• _Collected data_
******************************

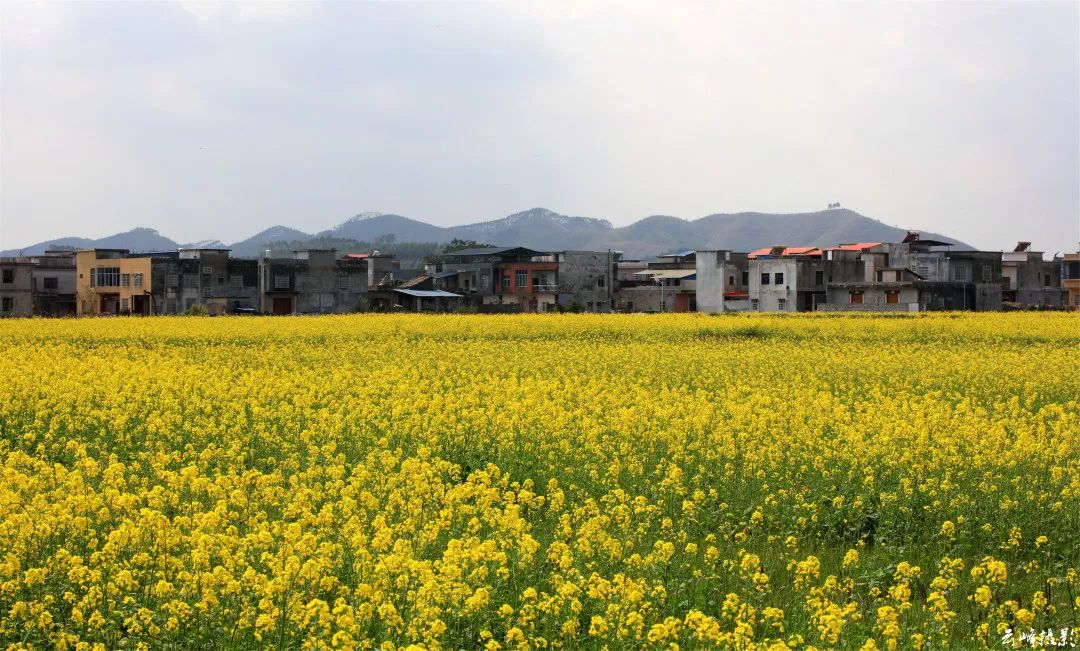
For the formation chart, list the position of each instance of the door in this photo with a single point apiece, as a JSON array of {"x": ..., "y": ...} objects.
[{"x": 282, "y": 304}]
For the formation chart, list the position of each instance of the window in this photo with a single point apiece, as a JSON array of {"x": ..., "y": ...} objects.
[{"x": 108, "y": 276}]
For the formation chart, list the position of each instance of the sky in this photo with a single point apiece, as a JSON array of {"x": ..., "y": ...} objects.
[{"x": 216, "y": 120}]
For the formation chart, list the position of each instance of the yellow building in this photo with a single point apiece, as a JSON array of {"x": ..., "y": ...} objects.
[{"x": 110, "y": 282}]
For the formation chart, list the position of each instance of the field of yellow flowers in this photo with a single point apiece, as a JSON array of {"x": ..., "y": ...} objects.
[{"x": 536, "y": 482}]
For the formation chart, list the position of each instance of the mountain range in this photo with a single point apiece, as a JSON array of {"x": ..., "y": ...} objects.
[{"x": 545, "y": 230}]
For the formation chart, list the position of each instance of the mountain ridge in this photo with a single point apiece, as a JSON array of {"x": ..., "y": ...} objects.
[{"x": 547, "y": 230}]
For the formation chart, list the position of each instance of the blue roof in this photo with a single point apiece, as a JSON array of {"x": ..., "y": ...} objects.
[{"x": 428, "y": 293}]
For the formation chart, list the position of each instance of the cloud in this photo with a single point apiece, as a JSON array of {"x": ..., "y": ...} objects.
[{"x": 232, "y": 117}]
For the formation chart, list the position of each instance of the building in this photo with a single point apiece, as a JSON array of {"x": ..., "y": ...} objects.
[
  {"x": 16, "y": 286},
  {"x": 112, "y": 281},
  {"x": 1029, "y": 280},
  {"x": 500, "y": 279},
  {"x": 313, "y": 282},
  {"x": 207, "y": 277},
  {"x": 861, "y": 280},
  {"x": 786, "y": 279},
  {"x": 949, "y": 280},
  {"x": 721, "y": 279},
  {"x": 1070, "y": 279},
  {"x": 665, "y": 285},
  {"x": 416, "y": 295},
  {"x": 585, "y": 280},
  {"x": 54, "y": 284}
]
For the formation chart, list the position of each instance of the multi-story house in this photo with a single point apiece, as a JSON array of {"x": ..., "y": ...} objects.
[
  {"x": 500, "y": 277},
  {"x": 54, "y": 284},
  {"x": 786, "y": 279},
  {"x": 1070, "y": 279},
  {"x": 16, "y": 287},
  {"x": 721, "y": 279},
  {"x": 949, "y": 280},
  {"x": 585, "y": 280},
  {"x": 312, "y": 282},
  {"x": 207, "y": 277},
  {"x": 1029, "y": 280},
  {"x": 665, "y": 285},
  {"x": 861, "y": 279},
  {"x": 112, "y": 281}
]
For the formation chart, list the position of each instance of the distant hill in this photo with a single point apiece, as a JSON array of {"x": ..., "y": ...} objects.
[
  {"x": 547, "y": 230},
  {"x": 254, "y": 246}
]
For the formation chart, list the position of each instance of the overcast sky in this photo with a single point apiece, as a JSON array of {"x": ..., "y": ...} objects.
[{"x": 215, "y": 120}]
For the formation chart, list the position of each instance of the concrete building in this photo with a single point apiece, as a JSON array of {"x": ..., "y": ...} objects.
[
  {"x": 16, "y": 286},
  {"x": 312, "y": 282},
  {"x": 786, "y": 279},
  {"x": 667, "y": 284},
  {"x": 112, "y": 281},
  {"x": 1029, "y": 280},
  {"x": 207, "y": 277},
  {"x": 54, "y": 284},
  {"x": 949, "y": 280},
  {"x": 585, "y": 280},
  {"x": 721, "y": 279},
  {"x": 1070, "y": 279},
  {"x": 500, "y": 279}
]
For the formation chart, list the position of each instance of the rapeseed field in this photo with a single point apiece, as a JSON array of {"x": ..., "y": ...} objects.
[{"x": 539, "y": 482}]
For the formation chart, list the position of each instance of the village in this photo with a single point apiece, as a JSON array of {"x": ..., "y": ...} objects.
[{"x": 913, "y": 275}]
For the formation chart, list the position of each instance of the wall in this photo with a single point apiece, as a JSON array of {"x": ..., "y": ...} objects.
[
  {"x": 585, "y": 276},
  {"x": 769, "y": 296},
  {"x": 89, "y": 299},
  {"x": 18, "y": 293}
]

******************************

• _AIM_
Print the entries above verbatim, starting with the line that contains "of the village" and continuing through the end of the entries.

• _SOLUTION FOR THIS PROBLEM_
For the formation chart, list the position of each instance of the village in this photo with a single point apiece, as a JSON array of {"x": ..., "y": ...} objects.
[{"x": 913, "y": 275}]
For the formation chart, list the position of each instance of the wall in this photo with a single point apiece, as a JSON array of {"x": ..., "y": ...} objects.
[
  {"x": 585, "y": 276},
  {"x": 769, "y": 296},
  {"x": 89, "y": 299},
  {"x": 18, "y": 293}
]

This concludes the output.